▸ **READING PASSAGE**:
===============
I rolled down the window, “Do you need a ride?” I asked her.

“Yes!” She said, almost in tears.

I double parked the car, told Penelope to stay put and got out to help them load their things into the car. It was pouring. I ran around to open the car doors for the woman and her son and I asked “Where are you going?”

She started to cry. I couldn’t get her in the car, she was wandering in the street. “I don’t know,” she said. And, standing there in the rain, face to face with them both, that’s when I realized: This woman was mentally ill.

“How old is your son?” I asked her.

“10, 13, 14, I can’t remember.” She was crying. “Thank you for getting him off the street”

I put her son in the backseat first, crammed all three dogs into the way back, then stuffed their luggage in anyplace I could get it to fit. The wind was blowing, we were sloshing around in flooded street, by the time I got them all in the car, there were leaves stuck to us, mud splattered on us, the dogs were mashed in the car at weird angles so there were tails and paws in our laps and faces. We were a mess, and when I closed the door something amazing happened. This little family and I were bound together. As my mind raced through options of exactly where I was going to take them, I realized that I didn’t feel that I needed help for them, I needed help for us. I had never felt that desperate in my whole life. Never really come close to understanding some of the issues that were all going on in my car: homelessness, mental illness, families in crises. It was frightening.

When we got to Operation Hope they took us all in. They pulled out dry clothes, sent someone to the kitchen for something hot to eat, treated us with such dignity. And though I had explained the situation to the receptionist at the front desk, the case worker that met us inside the building only knew we needed immediate help. It took me awhile to realize that she thought Penelope and I were also homeless. When she reached to take Penelope from my arms and get her dry clothes and offered me sneakers and a pair of oversized jeans I was struck not by how quickly I had become, in her eyes, just another person off the street, but by how her behavior was so completely devoid of judgment.
===============
▸ **LIST OF TASKS**:
1 - Copy from the story about the ride in the rain, beginning at the words "I double parked" and stopping after "was mentally ill.".
2 - Starting at the top of the entries and stopping after the line that has "negative clicks: (13, 194)", write those lines out again with "negative clicks" changed to "excluded clicks" and nothing else altered. Give only those lines.
===============
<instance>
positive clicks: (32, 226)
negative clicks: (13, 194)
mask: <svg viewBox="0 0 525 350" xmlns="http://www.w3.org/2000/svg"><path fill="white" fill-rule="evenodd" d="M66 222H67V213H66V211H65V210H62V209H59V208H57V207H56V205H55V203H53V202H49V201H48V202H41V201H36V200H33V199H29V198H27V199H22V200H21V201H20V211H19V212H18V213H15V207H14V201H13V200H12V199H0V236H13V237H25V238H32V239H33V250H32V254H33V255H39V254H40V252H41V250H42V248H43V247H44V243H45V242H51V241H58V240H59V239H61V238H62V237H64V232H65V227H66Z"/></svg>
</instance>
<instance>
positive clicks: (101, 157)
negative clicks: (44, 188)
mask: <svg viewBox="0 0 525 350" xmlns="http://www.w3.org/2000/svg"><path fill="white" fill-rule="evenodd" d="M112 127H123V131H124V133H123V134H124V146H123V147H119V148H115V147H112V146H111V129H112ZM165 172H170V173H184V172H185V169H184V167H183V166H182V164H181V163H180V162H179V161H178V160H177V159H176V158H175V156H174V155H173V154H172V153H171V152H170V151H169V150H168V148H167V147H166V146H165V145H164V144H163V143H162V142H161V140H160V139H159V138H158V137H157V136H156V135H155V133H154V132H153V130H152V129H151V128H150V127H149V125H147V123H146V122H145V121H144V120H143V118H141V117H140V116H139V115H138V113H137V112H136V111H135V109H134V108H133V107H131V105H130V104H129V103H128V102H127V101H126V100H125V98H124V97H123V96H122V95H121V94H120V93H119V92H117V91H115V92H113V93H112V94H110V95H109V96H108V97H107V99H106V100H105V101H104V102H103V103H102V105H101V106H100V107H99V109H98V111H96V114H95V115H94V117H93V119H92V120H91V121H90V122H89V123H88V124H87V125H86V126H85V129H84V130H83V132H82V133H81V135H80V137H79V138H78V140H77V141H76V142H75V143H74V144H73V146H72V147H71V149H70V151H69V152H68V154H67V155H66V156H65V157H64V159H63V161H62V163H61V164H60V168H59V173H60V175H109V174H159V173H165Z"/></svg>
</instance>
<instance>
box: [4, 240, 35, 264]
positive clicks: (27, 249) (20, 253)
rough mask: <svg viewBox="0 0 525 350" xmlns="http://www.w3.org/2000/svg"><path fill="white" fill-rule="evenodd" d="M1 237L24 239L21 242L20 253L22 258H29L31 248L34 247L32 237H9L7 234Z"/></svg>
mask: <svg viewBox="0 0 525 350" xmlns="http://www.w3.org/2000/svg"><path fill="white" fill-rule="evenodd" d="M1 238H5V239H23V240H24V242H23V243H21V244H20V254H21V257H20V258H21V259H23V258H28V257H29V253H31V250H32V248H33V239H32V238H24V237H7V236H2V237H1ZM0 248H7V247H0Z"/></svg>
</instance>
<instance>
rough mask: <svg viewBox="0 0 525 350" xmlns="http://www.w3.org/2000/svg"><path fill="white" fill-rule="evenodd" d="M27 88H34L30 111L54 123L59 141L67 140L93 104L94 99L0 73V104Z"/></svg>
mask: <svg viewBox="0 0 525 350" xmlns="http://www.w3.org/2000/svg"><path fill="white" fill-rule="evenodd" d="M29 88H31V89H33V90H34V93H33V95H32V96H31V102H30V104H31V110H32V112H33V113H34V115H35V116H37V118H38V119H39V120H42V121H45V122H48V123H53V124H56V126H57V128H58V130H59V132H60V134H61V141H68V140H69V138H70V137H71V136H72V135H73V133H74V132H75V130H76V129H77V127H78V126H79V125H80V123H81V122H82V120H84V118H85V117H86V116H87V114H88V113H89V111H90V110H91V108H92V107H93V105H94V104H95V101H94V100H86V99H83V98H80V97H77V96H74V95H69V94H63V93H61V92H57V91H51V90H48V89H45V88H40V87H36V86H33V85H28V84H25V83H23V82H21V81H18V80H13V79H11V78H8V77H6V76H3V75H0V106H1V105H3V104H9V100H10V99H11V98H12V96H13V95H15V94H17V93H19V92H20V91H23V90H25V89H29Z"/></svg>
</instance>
===============
▸ **ANSWERS BY TASK**:
1 -
I double parked the car, told Penelope to stay put and got out to help them load their things into the car. It was pouring. I ran around to open the car doors for the woman and her son and I asked “Where are you going?”

She started to cry. I couldn’t get her in the car, she was wandering in the street. “I don’t know,” she said. And, standing there in the rain, face to face with them both, that’s when I realized: This woman was mentally ill.

2 -
<instance>
positive clicks: (32, 226)
excluded clicks: (13, 194)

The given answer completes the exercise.